* Problem details
Would you transcribe the line containing "Can you spot the folded" and every line after it, through the end of the records below, exactly and with nothing else?

* Records supplied

______________________________

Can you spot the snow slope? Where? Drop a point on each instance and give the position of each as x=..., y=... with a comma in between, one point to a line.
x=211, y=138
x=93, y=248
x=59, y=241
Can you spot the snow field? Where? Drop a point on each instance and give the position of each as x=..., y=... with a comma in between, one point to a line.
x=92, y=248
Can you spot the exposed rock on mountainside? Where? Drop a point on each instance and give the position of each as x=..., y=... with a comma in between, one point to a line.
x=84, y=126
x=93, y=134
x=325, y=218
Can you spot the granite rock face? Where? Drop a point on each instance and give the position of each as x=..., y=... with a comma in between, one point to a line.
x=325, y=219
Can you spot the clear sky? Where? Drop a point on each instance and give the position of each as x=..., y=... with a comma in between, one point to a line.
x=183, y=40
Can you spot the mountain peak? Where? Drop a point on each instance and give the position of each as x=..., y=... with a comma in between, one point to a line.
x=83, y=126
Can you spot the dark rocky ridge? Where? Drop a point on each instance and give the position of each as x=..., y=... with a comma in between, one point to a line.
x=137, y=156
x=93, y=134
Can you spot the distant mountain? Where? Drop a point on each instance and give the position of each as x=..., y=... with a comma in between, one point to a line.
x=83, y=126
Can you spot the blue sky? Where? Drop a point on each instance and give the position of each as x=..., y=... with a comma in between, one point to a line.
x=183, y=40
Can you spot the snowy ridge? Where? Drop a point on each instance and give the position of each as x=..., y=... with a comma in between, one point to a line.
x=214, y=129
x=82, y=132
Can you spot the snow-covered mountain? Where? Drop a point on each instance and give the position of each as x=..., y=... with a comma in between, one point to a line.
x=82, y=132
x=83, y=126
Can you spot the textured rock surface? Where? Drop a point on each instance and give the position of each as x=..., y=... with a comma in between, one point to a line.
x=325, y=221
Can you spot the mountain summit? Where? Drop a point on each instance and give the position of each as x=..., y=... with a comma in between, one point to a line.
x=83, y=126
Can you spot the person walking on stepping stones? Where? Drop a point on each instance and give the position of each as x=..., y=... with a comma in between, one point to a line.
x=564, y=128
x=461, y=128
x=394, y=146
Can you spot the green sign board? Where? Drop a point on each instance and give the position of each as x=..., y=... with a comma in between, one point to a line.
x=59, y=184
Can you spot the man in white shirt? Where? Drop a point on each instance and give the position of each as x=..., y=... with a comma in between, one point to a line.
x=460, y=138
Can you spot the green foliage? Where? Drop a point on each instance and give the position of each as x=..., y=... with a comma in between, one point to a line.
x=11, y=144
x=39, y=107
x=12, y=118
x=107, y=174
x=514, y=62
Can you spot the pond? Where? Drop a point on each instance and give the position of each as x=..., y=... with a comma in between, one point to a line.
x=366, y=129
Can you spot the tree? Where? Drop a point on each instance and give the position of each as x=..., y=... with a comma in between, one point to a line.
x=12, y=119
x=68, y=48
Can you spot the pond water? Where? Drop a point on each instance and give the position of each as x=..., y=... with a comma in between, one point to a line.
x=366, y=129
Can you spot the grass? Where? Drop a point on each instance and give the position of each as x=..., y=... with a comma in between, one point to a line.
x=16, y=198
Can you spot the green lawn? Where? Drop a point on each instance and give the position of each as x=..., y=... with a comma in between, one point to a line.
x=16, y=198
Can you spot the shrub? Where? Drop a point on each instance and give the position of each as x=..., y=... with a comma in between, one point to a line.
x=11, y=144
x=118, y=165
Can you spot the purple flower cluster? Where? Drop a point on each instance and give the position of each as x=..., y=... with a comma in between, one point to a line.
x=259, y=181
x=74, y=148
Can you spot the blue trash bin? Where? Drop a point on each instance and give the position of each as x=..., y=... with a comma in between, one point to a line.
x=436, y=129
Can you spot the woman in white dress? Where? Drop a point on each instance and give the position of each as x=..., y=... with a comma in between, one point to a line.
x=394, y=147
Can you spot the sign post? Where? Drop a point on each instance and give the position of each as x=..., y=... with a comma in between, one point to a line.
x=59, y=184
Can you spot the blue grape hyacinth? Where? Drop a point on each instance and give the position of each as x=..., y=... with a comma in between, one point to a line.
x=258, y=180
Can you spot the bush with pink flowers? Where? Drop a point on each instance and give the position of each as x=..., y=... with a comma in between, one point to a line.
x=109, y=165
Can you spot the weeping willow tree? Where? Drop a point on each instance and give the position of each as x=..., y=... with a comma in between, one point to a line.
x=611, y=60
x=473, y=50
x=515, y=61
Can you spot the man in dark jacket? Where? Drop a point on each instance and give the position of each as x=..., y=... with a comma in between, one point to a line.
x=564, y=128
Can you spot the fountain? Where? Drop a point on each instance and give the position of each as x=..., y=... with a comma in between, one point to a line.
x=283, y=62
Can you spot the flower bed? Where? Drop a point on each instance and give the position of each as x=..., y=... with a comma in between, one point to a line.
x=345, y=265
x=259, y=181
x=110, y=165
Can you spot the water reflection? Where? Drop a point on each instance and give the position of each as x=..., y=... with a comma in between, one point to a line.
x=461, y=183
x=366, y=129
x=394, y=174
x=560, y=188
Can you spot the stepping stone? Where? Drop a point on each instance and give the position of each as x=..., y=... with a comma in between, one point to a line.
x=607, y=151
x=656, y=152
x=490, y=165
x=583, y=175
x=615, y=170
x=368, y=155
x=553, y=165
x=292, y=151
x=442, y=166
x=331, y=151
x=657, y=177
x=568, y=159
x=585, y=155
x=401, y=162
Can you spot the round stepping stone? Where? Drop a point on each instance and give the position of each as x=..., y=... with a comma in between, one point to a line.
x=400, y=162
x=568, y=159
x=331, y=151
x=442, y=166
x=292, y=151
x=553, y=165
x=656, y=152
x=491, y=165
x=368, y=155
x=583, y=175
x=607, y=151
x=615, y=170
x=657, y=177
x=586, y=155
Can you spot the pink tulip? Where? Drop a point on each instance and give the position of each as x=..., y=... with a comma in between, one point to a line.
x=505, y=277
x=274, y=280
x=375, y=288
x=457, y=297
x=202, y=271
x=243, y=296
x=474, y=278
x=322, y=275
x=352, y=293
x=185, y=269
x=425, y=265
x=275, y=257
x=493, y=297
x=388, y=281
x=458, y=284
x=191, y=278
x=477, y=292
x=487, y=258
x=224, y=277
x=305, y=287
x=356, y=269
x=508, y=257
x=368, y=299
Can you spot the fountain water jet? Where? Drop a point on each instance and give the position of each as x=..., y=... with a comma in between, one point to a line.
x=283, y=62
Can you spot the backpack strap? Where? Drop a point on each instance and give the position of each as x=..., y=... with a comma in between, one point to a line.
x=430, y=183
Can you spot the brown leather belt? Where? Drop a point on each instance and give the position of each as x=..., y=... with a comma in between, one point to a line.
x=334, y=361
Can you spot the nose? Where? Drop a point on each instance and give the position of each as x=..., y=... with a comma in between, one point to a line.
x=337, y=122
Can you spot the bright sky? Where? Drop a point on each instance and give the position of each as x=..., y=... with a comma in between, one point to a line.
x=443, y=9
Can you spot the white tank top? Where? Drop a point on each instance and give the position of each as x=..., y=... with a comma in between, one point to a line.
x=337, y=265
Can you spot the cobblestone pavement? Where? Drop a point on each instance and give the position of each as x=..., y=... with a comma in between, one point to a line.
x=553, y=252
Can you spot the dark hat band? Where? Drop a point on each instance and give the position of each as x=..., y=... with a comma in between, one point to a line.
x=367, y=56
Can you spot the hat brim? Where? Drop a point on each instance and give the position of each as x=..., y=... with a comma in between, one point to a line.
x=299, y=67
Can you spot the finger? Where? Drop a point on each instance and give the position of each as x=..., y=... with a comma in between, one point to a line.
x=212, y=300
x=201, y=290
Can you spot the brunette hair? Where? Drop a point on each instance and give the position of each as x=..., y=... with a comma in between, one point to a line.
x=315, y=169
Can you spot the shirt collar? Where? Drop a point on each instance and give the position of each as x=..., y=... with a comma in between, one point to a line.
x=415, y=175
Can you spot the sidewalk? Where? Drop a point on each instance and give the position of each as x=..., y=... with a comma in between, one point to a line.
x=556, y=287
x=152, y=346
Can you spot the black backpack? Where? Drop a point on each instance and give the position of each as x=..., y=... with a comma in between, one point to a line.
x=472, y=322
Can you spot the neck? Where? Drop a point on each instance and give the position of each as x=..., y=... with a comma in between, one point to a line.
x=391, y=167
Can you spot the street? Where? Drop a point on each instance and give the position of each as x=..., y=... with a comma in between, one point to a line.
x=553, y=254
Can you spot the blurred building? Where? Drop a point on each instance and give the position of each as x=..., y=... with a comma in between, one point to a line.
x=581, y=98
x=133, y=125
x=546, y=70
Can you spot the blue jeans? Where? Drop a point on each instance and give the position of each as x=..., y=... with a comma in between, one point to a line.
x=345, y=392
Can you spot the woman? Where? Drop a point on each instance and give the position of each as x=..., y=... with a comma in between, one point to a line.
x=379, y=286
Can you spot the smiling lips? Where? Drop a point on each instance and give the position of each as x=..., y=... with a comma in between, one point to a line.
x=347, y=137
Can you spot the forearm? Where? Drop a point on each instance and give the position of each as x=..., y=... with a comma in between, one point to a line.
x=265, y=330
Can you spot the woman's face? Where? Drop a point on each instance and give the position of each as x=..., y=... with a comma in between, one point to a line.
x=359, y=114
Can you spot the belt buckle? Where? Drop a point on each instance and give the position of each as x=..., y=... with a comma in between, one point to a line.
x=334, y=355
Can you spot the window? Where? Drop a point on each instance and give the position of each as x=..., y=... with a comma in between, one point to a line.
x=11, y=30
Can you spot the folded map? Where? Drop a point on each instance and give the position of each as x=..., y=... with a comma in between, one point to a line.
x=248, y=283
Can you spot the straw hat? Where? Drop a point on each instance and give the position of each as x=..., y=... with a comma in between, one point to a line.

______________________________

* Expected answer
Can you spot the folded map? Where? Drop a point on each instance and give the position of each as x=..., y=... with a comma in between, one point to a line.
x=248, y=283
Can you spot the straw hat? Where? Drop a point on each instance and give the position of each as x=..., y=... with a comma in between, one point to a line.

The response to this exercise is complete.